»»

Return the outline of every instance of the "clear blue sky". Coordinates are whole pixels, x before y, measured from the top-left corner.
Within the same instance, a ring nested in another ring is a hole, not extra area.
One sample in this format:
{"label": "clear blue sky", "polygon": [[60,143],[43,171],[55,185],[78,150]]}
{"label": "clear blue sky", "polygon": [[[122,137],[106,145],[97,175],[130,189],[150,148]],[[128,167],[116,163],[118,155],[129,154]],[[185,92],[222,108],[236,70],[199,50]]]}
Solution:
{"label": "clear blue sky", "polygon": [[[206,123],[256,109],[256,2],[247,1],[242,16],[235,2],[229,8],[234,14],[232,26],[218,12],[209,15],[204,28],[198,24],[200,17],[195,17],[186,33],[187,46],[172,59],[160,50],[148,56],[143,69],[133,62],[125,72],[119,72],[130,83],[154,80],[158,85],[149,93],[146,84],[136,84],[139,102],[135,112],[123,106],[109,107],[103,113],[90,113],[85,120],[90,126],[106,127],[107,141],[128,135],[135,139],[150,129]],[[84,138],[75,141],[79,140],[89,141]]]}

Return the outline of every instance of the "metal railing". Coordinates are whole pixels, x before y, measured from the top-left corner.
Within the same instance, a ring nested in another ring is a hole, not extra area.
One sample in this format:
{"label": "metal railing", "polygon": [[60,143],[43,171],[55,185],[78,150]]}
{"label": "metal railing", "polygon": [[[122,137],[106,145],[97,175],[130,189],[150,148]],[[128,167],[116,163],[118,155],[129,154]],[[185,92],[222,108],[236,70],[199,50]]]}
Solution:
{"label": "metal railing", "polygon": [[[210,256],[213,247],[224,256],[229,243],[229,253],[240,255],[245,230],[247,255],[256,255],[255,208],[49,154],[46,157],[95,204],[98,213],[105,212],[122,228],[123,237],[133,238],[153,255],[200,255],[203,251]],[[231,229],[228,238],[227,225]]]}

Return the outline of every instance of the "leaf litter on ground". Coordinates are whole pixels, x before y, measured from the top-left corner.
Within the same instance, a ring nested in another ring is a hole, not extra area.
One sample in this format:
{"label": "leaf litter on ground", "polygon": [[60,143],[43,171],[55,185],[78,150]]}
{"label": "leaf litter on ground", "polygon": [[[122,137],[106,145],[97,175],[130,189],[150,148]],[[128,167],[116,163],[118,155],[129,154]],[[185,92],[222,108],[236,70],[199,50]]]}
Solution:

««

Extraia dos registros acima todas as linhas em que aparece a palavra "outline".

Return the outline of every instance of the "clear blue sky". Coordinates are whole pixels, x before y, measured from the top-left corner.
Return the outline of every instance of the "metal railing". Coordinates are whole pixels, x before y, measured from the top-left corner.
Return the outline of every instance of the "leaf litter on ground". Coordinates are whole pixels, x before y, measured from the top-left corner.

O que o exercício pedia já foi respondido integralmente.